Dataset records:
((
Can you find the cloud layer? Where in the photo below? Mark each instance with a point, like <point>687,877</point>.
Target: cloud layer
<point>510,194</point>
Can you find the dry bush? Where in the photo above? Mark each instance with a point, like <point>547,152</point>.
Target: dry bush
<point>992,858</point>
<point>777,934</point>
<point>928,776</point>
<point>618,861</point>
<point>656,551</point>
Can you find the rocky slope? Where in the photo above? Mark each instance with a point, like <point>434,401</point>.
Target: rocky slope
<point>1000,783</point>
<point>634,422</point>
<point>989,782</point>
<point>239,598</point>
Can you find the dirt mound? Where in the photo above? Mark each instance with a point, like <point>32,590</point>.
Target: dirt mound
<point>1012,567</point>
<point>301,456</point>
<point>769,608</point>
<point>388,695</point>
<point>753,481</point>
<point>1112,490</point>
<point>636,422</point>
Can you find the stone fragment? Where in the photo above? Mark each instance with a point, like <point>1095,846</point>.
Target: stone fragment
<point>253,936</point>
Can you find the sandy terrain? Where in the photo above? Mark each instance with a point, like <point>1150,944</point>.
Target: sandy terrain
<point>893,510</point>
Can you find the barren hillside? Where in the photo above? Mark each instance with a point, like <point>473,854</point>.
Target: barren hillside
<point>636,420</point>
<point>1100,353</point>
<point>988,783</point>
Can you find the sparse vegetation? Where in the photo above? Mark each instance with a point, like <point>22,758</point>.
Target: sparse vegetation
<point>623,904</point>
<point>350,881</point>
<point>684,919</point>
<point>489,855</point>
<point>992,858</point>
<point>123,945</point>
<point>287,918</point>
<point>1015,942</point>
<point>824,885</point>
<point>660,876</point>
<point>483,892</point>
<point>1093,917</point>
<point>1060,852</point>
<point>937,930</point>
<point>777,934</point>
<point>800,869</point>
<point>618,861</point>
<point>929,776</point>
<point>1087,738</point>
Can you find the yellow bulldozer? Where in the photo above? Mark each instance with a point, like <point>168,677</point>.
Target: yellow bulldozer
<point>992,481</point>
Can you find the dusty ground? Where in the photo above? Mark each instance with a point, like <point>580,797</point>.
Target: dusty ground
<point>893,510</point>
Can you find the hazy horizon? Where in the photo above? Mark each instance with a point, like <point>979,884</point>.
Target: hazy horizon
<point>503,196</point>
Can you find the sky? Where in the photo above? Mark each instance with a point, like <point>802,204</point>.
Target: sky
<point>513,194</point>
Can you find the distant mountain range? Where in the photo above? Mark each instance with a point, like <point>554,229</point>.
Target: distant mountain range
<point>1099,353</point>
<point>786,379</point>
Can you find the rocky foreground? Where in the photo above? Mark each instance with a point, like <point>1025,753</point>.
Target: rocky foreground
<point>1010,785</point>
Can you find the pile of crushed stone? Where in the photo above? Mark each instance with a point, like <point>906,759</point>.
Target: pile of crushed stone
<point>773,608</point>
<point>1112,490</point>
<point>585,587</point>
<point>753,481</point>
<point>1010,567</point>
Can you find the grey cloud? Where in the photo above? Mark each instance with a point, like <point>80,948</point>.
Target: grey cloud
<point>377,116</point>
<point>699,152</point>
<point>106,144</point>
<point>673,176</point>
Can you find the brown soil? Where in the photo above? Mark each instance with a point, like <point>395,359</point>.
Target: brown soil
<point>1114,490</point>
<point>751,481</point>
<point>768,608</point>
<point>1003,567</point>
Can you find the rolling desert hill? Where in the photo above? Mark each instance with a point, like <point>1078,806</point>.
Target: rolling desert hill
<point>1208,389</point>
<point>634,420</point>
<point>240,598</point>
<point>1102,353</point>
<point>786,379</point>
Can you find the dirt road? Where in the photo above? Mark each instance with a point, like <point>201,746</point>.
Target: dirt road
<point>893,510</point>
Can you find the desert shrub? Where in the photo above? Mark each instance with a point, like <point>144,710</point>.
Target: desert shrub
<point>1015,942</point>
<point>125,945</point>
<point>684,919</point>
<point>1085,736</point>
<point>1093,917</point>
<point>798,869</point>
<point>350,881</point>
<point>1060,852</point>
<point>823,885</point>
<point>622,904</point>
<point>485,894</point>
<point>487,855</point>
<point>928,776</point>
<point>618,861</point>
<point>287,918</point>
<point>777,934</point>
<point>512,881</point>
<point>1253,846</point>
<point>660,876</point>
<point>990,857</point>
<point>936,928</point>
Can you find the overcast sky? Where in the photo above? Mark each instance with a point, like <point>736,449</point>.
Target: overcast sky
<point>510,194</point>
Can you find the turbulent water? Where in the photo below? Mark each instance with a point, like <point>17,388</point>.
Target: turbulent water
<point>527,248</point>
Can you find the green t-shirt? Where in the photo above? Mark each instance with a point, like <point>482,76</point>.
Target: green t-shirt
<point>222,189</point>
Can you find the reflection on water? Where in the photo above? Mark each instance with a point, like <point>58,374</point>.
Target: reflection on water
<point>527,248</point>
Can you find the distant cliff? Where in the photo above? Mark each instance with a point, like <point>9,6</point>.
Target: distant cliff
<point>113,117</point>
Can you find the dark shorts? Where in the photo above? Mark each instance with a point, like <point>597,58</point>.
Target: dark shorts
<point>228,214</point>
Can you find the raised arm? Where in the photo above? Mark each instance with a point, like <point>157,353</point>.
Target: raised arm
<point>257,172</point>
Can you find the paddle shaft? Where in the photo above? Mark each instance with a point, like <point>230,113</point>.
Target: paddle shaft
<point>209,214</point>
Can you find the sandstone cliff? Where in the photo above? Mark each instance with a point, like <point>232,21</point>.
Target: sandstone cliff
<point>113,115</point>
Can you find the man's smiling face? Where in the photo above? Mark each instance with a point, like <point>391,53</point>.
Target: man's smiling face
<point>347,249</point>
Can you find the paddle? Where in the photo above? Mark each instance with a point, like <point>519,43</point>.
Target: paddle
))
_How to complete this task_
In full and without alteration, transcribe the entries above.

_Finished task_
Can you find the cloud layer? Where in the photo below? Mark each instance with a point, like <point>687,877</point>.
Target: cloud layer
<point>510,194</point>
Can you find the dry bush? Where in the photo above? Mark each instance with a point, like <point>547,152</point>.
Target: dry bush
<point>992,858</point>
<point>777,934</point>
<point>928,776</point>
<point>618,861</point>
<point>656,551</point>
Can you find the rocky slope? Where in the photo above? Mark each instance with a point, like <point>434,401</point>.
Target: rocky slope
<point>1000,783</point>
<point>634,422</point>
<point>989,782</point>
<point>239,598</point>
Can you find the dirt mound? Where in the photo above? Mark each instance with a point, like <point>32,590</point>.
Target: dirt mound
<point>1012,567</point>
<point>301,456</point>
<point>769,608</point>
<point>388,695</point>
<point>753,481</point>
<point>1112,490</point>
<point>636,422</point>
Can you find the stone fragment? Where in the photo above? Mark each instance with a point, like <point>1095,846</point>.
Target: stone fragment
<point>253,936</point>
Can you find the sandy terrain? Where in the photo above? Mark each instance with a point, like <point>1150,944</point>.
Target: sandy terrain
<point>893,510</point>
Can you find the barren hillside? Where in the photo above? Mark each instance with a point, like <point>473,854</point>.
Target: barren hillside
<point>636,420</point>
<point>1100,353</point>
<point>988,783</point>
Can you find the sparse vegetation? Where in the photo above? Mark each instance with a point, like <point>22,758</point>.
Target: sparse vegetation
<point>623,904</point>
<point>350,881</point>
<point>684,919</point>
<point>489,855</point>
<point>992,858</point>
<point>123,945</point>
<point>287,918</point>
<point>1015,942</point>
<point>824,885</point>
<point>660,876</point>
<point>483,892</point>
<point>1093,917</point>
<point>1060,852</point>
<point>937,930</point>
<point>777,934</point>
<point>800,869</point>
<point>618,861</point>
<point>929,776</point>
<point>1087,738</point>
Can you find the yellow bulldozer? Where in the photo above? Mark each instance with a point, like <point>168,677</point>.
Target: yellow bulldozer
<point>992,481</point>
Can you find the dusty ground? Where in the photo above? Mark each instance with a point, like <point>580,797</point>.
Target: dusty ground
<point>893,510</point>
Can you find the hazy horizon? Where in the photo above? Mark each instance with a point, like <point>979,884</point>.
Target: hazy horizon
<point>503,196</point>
Can you find the sky? Where in the photo above? Mark each instance with a point, like <point>802,204</point>.
Target: sky
<point>513,194</point>
Can you find the distant mountain range? Where in the photo above? Mark each instance with a point, like <point>554,229</point>.
Target: distant mountain range
<point>1099,353</point>
<point>786,379</point>
Can you find the rocky foreground? Where in the photo above? Mark each instance with a point, like <point>1025,753</point>.
Target: rocky foreground
<point>1010,785</point>
Can you find the pile of crushed stone? Where in the photo above? Mark each instance with a point, like <point>906,759</point>.
Target: pile of crushed stone
<point>773,608</point>
<point>1112,490</point>
<point>585,587</point>
<point>753,481</point>
<point>1010,567</point>
Can you find the grey cloud? Where in the photo above? Mark each instance with a point, like <point>80,948</point>.
Target: grey cloud
<point>377,116</point>
<point>699,152</point>
<point>106,144</point>
<point>673,176</point>
Can you find the brown soil? Where in the photo above? Mark each instance with a point, like <point>395,359</point>.
Target: brown soil
<point>1114,490</point>
<point>751,481</point>
<point>768,608</point>
<point>1003,567</point>
Can you find the rolling desert hill? Where in the photo above? Mark each instance with a point, like <point>1078,806</point>.
Target: rolling desert hill
<point>1208,389</point>
<point>634,420</point>
<point>240,598</point>
<point>1102,353</point>
<point>786,379</point>
Can you find the dirt road? Where in the photo above? Mark each instance with a point, like <point>201,746</point>.
Target: dirt road
<point>893,510</point>
Can you find the desert shrub? Where in the photo above? Mark each instance with a point, like <point>144,710</point>.
Target: desert shrub
<point>1015,942</point>
<point>125,945</point>
<point>684,919</point>
<point>1085,736</point>
<point>1093,917</point>
<point>798,869</point>
<point>350,881</point>
<point>1060,852</point>
<point>823,885</point>
<point>622,904</point>
<point>485,894</point>
<point>487,855</point>
<point>928,776</point>
<point>618,861</point>
<point>287,918</point>
<point>777,934</point>
<point>512,881</point>
<point>1253,846</point>
<point>660,876</point>
<point>990,857</point>
<point>936,928</point>
Can you find the overcast sky? Where in the photo above? Mark each instance with a point, like <point>736,449</point>.
Target: overcast sky
<point>510,194</point>
Can you find the turbulent water? Where in the photo below? Mark each instance with a point, like <point>17,388</point>.
Target: turbulent water
<point>527,248</point>
Can you find the green t-shirt? Where in the photo above? Mark each instance with a point, like <point>482,76</point>.
Target: green t-shirt
<point>222,189</point>
Can you find the reflection on water? Where in the photo above? Mark each instance with a point, like <point>58,374</point>.
Target: reflection on water
<point>527,248</point>
Can you find the distant cliff? Where in the photo above? Mark each instance with a point, like <point>9,6</point>.
Target: distant cliff
<point>113,117</point>
Can you find the dark shorts? Where in the photo above? Mark each instance with a point, like <point>597,58</point>.
Target: dark shorts
<point>228,214</point>
Can you find the raised arm? Where in the photo above? Mark each instance with a point, like <point>157,353</point>.
Target: raised arm
<point>257,172</point>
Can you find the paddle shaft? Where in the photo above? Mark each instance with a point, like <point>230,113</point>.
Target: paddle shaft
<point>209,214</point>
Can you find the sandstone cliff? Where in the photo above? Mark each instance with a point, like <point>232,21</point>.
Target: sandstone cliff
<point>113,115</point>
Can you find the man's smiling face? Where in the photo above? Mark each instance with a point, like <point>391,53</point>.
Target: man's smiling face
<point>347,249</point>
Can you find the paddle? Where in the photo above? Mark each instance with a point, like <point>519,43</point>.
Target: paddle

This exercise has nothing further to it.